▶ Fragmento proporcionado
########
La respuesta era siempre la misma, “Claro abuela” o con la eventual repregunta “¿Le
ponés limón a la masa no?”
¡La mojigata y la pastaflora de mi abuela! Por eso alguna
vez me surgió compararlos. La metáfora me servía: Una murga también tiene que
tener sus condimentos, proporción, forma, contenido, el respeto por una receta
que sin embargo para que funcione, siempre debe ser distinta.
El sábado, luego de caminar todo el día por la Ciudad Vieja,
sabía que tenía una cita de honor; esa noche, aunque cayeran rayos y centellas,
veríamos a La mojigata.
II
II
“la abuela falleció de un paro cardíaco hace un rato, estoy yendo al geriátrico,
mamá está ahí”
Horas antes de ir al tablado me encontré con una llamada
perdida desde Buenos Aires y luego el mensaje de uno de mis hermanos. Todo se
había precipitado, al entrar a su “nuevo hogar” había decidido que allí no se
quedaría por mucho tiempo y no lo hizo: apenas una noche y partió.
Un cuadro de neumonía que ningún médico hasta horas antes
había diagnosticado se desencadenó hasta que sus pulmones simplemente dejaron
de funcionar.
########
▶ Material proporcionado
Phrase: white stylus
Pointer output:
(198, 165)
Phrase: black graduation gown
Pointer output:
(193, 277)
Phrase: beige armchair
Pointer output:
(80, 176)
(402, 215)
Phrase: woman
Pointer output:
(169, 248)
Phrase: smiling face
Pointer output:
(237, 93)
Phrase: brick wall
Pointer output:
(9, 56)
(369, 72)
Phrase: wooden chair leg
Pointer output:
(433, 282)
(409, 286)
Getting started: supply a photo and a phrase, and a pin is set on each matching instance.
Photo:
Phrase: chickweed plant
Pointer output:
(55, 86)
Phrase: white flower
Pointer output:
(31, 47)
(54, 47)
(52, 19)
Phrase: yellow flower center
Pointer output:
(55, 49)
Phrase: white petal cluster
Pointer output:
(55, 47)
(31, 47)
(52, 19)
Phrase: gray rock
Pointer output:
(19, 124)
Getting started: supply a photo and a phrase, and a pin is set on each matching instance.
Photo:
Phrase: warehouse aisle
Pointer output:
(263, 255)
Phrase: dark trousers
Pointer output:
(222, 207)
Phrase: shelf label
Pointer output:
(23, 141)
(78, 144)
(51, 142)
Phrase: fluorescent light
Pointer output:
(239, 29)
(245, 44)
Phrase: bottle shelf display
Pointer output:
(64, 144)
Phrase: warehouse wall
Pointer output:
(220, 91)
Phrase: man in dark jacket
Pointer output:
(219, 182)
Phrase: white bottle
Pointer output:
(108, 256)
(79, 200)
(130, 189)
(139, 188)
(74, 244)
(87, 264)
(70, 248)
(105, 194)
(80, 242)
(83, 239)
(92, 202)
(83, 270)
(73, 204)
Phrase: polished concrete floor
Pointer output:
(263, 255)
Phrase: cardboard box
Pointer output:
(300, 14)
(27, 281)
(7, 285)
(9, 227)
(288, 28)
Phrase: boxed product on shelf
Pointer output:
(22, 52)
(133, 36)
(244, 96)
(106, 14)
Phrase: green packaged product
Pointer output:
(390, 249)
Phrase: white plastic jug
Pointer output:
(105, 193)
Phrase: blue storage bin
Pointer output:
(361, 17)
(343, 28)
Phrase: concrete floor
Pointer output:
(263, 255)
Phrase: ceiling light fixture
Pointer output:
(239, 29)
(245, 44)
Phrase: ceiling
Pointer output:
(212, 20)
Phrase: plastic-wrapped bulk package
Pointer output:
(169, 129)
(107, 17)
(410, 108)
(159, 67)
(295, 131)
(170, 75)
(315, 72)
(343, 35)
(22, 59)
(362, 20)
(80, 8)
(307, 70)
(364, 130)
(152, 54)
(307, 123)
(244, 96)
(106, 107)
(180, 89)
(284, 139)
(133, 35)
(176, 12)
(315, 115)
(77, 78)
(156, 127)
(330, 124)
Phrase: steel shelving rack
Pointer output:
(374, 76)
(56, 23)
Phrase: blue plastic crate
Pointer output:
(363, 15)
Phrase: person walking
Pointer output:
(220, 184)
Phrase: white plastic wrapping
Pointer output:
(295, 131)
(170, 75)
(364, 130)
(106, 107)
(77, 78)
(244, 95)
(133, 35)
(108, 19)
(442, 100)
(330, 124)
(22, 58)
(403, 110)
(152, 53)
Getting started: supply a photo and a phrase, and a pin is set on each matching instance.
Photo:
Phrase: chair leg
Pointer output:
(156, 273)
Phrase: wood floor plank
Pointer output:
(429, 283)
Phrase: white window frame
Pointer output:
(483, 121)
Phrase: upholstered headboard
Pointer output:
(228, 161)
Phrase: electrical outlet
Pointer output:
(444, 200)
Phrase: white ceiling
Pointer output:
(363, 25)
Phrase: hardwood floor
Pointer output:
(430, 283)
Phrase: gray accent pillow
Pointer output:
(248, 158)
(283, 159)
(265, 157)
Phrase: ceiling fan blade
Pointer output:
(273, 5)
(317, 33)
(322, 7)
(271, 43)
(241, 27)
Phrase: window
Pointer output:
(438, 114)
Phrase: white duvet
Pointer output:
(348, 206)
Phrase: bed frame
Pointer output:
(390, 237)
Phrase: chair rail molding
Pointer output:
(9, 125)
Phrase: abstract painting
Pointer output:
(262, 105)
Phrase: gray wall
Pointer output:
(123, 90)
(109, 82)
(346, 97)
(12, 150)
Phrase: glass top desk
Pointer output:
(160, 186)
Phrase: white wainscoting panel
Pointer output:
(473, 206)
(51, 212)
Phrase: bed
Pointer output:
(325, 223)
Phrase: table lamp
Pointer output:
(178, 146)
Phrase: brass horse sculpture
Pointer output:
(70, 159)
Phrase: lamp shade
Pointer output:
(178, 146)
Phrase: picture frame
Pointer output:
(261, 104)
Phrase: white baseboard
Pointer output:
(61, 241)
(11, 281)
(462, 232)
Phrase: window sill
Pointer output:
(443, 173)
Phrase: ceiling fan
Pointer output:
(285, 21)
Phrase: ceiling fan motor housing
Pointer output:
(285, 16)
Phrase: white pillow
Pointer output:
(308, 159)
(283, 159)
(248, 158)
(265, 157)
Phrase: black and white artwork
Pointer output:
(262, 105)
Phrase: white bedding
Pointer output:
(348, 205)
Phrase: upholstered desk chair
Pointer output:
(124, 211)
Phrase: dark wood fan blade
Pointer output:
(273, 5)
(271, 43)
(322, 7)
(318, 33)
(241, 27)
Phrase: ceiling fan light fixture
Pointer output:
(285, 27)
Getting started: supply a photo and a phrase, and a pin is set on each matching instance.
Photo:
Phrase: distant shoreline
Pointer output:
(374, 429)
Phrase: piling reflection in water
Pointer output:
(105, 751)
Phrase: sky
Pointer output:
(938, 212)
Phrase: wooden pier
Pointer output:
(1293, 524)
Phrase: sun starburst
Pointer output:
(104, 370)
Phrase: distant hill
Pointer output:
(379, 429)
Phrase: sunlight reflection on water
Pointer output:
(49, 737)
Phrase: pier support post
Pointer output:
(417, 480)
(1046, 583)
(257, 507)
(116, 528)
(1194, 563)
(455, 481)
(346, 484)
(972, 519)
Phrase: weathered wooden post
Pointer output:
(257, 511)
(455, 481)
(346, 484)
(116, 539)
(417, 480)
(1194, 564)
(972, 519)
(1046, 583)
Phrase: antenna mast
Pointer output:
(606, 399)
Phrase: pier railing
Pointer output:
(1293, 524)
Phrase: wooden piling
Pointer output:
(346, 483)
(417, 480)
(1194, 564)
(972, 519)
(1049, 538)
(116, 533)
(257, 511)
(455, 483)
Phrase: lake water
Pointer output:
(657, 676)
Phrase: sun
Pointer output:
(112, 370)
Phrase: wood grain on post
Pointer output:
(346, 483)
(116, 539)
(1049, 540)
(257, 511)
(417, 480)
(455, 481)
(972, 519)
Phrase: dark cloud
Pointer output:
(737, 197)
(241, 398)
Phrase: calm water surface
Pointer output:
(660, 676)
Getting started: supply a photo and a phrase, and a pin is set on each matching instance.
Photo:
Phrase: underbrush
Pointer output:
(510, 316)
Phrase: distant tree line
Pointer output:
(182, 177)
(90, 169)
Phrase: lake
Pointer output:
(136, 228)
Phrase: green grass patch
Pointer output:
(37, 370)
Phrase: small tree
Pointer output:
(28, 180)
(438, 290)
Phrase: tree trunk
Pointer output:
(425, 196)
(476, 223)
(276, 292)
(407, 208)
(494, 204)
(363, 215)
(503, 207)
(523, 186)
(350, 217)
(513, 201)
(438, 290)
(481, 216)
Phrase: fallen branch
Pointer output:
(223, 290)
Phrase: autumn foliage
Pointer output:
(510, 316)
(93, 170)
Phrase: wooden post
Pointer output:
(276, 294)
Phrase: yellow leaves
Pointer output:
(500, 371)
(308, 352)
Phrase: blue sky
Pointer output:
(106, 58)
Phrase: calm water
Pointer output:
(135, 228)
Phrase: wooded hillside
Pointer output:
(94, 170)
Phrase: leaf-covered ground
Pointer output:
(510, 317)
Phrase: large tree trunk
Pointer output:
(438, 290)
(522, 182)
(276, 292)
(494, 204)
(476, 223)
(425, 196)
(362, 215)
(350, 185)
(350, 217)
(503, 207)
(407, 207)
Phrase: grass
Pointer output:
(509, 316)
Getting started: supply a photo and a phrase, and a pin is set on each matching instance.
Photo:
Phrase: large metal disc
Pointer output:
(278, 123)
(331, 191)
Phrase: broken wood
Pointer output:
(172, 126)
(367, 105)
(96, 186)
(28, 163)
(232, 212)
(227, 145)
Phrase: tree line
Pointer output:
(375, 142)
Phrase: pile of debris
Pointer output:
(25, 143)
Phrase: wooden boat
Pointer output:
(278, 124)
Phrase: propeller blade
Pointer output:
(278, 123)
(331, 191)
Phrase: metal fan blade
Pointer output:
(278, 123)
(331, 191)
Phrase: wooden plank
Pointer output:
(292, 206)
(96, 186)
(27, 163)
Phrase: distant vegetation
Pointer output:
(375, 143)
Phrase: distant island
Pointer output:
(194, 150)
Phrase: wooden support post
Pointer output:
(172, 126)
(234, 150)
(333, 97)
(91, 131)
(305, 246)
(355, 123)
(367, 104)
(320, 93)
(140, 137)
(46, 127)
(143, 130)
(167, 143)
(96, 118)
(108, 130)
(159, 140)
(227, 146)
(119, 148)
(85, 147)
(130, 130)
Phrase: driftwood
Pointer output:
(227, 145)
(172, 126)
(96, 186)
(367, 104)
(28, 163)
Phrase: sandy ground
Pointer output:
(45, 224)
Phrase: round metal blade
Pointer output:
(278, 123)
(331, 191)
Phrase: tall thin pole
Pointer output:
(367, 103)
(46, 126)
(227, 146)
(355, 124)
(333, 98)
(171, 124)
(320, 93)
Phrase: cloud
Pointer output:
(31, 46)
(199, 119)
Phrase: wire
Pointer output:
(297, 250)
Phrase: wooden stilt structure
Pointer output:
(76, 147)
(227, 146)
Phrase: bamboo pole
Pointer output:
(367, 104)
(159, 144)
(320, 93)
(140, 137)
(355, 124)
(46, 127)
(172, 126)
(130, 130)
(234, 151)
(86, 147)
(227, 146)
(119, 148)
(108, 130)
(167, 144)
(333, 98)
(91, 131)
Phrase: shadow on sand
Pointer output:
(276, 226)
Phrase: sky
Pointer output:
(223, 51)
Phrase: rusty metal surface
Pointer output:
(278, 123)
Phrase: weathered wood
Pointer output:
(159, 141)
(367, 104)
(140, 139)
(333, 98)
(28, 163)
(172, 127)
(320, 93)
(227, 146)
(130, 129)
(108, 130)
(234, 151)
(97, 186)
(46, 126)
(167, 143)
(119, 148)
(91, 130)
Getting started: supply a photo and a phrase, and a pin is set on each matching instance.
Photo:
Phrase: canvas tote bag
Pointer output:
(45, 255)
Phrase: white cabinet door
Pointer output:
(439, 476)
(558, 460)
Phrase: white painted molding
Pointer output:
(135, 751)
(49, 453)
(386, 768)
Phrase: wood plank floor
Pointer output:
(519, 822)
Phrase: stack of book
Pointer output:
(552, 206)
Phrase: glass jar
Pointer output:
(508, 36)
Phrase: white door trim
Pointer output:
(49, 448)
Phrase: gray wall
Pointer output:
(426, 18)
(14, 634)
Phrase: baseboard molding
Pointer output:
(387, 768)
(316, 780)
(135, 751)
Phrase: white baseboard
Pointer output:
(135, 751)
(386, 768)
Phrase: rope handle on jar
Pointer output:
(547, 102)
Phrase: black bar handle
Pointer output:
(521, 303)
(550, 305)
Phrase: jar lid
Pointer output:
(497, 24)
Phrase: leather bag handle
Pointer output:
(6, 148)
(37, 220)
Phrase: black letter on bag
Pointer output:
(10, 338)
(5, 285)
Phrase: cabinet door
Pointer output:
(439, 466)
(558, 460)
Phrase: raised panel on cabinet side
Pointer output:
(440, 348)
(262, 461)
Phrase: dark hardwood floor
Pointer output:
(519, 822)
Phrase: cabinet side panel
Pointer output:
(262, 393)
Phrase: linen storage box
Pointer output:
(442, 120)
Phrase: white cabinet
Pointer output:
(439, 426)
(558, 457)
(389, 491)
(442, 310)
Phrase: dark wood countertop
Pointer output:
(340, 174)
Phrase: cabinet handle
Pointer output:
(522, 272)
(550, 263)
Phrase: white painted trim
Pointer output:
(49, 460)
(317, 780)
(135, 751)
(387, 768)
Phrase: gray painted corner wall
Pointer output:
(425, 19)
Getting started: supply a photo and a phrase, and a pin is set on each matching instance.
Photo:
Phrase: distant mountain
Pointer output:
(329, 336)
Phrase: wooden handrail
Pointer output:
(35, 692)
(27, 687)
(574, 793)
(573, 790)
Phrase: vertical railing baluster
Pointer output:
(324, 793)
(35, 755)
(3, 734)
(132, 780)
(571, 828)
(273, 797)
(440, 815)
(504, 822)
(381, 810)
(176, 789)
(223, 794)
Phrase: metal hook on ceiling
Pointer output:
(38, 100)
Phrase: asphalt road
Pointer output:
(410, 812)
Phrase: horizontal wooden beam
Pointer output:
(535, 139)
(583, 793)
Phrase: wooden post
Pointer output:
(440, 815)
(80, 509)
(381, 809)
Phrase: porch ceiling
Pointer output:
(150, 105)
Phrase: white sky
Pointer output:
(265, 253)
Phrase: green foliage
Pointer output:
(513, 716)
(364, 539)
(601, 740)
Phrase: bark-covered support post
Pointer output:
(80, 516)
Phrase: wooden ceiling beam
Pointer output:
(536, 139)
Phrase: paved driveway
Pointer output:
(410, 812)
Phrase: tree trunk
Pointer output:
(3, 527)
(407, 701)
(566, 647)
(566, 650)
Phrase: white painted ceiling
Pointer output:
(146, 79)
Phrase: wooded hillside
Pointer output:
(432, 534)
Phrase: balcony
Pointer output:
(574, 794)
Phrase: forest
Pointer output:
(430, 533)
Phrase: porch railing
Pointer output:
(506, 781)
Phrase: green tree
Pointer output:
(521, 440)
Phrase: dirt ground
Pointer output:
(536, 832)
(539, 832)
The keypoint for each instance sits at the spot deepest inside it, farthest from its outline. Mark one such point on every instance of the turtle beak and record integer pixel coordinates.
########
▶ Actividad 1
Reescriba en forma de lista breve el párrafo del fragmento que empieza con "Horas antes de ir al tablado", conservando sus hechos principales y la primera persona.
▶ Actividad 2
Según el fragmento, ¿qué cuadro se desencadenó hasta que los pulmones de la abuela dejaron de funcionar?
▶ Actividad 3
Traduzca al inglés esta oración del fragmento: "El sábado, luego de caminar todo el día por la Ciudad Vieja, sabía que tenía una cita de honor; esa noche, aunque cayeran rayos y centellas, veríamos a La mojigata."

▶ Respuesta final 1
- Horas antes de ir al tablado encontré una llamada perdida desde Buenos Aires y después un mensaje de uno de mis hermanos.
- Todo se había precipitado.
- Al entrar a su "nuevo hogar", ella decidió que no se quedaría allí mucho tiempo.
- Así fue: estuvo apenas una noche y partió.

▶ Respuesta final 2
Un cuadro de neumonía que ningún médico había diagnosticado hasta horas antes.

▶ Respuesta final 3
On Saturday, after walking all day through the Ciudad Vieja, I knew I had an engagement of honor; that night, come hell or high water, we would see La mojigata.